Supplied material:
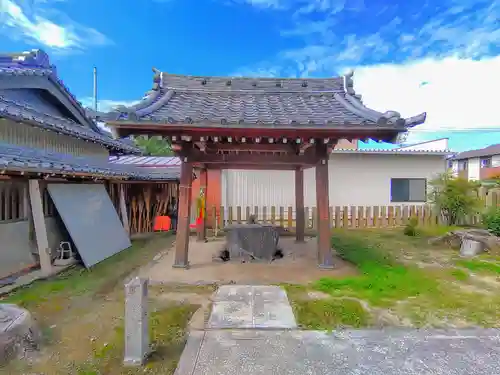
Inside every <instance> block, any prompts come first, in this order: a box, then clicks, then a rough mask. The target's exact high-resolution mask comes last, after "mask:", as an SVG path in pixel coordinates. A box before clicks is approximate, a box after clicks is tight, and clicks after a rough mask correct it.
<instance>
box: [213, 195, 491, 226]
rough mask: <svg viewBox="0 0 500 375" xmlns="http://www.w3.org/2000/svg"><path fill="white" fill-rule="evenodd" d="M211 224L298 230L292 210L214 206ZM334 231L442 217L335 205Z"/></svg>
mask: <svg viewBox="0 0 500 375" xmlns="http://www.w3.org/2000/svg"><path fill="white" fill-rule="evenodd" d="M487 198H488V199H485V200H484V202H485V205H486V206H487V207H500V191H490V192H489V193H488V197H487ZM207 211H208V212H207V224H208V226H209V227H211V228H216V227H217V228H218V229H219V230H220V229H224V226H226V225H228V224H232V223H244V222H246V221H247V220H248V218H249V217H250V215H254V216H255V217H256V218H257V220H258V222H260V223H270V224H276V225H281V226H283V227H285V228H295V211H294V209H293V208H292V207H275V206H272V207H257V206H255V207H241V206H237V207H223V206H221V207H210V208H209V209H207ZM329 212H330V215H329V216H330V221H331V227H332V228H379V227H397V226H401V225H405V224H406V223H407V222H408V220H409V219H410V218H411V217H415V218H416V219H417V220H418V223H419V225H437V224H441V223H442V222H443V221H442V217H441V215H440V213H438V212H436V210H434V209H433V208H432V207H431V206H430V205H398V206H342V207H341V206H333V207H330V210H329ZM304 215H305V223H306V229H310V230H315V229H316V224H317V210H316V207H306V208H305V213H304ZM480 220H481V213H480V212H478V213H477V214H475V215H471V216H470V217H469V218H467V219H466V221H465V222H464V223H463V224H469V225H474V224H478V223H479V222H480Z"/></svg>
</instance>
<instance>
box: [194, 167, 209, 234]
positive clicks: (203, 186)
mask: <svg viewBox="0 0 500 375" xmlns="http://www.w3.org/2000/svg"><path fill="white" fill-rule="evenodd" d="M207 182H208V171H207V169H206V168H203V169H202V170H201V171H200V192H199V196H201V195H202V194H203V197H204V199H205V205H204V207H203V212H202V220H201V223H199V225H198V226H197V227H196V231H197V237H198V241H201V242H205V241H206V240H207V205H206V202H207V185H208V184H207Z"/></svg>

==

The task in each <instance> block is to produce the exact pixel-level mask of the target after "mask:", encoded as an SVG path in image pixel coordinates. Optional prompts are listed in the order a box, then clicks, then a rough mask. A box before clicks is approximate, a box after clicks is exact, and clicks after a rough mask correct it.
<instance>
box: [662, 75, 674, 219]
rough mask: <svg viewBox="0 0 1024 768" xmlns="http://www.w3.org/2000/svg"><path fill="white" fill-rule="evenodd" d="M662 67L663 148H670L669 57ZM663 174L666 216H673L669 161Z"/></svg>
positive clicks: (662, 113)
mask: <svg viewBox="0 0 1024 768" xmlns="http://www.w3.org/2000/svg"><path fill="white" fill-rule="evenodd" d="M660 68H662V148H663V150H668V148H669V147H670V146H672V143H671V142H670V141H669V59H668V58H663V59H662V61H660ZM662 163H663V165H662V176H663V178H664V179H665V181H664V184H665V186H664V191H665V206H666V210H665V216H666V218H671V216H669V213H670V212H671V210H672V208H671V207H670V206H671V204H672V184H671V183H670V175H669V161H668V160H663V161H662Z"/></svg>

Your assignment: Give only how many lines above hold "before".

Exercise solution: 2